== SOURCE TEXT
API Reference

ArchetypalAnalysis

class archetypax.ArchetypalAnalysis(n_archetypes: int, max_iter: int = 500, tol: float = 1e-06, random_seed: int = 42, learning_rate: float = 0.001, normalize: bool = False, **kwargs)[source]

Bases: BaseEstimator, TransformerMixin

GPU-accelerated Archetypal Analysis implementation using JAX.

This class provides the core functionality for identifying archetypes - extreme points that can represent data through convex combinations,

offering interpretable and meaningful insights into data structure.

Leverages JAX for efficient GPU computation and automatic differentiation.

__init__(n_archetypes: int, max_iter: int = 500, tol: float = 1e-06, random_seed: int = 42, learning_rate: float = 0.001, normalize: bool = False, **kwargs)[source]

Initialize the Archetypal Analysis model.
====
== INFORMATION SHOWN
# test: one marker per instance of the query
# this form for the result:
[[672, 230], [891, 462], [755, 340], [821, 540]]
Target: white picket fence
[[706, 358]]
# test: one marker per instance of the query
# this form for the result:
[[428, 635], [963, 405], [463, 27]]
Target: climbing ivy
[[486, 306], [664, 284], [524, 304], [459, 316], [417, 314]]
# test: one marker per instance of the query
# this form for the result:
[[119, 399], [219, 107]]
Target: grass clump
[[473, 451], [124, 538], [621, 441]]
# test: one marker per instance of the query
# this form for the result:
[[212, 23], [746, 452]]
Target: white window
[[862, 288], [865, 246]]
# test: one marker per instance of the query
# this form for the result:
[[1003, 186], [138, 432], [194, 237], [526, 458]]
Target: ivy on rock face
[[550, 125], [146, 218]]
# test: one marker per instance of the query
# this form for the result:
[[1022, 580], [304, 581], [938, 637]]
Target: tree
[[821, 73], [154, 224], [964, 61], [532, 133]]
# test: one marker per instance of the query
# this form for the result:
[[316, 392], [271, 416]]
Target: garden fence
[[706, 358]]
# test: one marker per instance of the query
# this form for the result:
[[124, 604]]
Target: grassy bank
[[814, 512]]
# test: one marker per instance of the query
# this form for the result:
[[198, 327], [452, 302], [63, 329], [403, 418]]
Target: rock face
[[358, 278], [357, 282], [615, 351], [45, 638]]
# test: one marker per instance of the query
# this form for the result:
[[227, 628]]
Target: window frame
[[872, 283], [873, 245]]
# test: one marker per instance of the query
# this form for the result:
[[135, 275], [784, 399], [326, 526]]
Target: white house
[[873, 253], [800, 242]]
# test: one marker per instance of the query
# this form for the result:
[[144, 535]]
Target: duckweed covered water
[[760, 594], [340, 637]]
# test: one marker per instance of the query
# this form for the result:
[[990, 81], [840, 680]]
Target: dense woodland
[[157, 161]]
====
== INFORMATION SHOWN
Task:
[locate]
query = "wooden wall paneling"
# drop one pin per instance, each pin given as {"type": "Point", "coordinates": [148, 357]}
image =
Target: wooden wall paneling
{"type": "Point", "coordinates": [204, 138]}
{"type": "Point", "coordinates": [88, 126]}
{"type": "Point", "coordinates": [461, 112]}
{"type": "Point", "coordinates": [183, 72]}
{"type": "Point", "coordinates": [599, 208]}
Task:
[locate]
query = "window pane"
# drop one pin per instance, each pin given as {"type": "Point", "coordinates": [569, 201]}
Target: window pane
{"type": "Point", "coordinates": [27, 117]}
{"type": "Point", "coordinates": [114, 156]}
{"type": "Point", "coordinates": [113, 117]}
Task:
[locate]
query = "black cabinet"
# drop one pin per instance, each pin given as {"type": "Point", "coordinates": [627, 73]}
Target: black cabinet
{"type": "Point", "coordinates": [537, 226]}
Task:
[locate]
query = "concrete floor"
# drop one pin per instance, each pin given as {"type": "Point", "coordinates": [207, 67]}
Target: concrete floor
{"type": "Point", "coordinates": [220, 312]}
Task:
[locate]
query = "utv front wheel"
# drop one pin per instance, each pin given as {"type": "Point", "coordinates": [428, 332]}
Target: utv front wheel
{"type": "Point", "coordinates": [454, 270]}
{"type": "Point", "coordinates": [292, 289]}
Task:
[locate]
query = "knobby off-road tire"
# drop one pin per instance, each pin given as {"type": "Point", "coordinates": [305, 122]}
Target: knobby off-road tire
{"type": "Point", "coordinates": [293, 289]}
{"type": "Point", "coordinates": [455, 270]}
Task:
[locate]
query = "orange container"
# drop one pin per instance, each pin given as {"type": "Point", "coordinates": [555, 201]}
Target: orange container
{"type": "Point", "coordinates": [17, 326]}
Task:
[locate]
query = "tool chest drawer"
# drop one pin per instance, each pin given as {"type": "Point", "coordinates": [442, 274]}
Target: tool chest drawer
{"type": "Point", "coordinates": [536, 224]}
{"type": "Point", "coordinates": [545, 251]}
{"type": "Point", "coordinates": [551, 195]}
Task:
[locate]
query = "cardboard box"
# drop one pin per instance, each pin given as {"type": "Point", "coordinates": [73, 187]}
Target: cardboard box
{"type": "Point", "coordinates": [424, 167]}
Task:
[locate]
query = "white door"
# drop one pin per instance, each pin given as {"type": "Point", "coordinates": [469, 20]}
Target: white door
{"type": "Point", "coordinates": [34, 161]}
====
## DIRECTION A
Summarize the API reference in two sentences.
## DIRECTION B
List every line of the entries that contains the word "knobby".
The API reference and the entries are unrelated material.

## FULL OUTPUT A
archetypax.ArchetypalAnalysis is a GPU-accelerated Archetypal Analysis implementation that uses JAX to identify archetypes, extreme points that can represent data through convex combinations. It inherits from BaseEstimator and TransformerMixin, and its constructor takes n_archetypes plus optional max_iter, tol, random_seed, learning_rate and normalize parameters.

## FULL OUTPUT B
query = "knobby off-road tire"
Target: knobby off-road tire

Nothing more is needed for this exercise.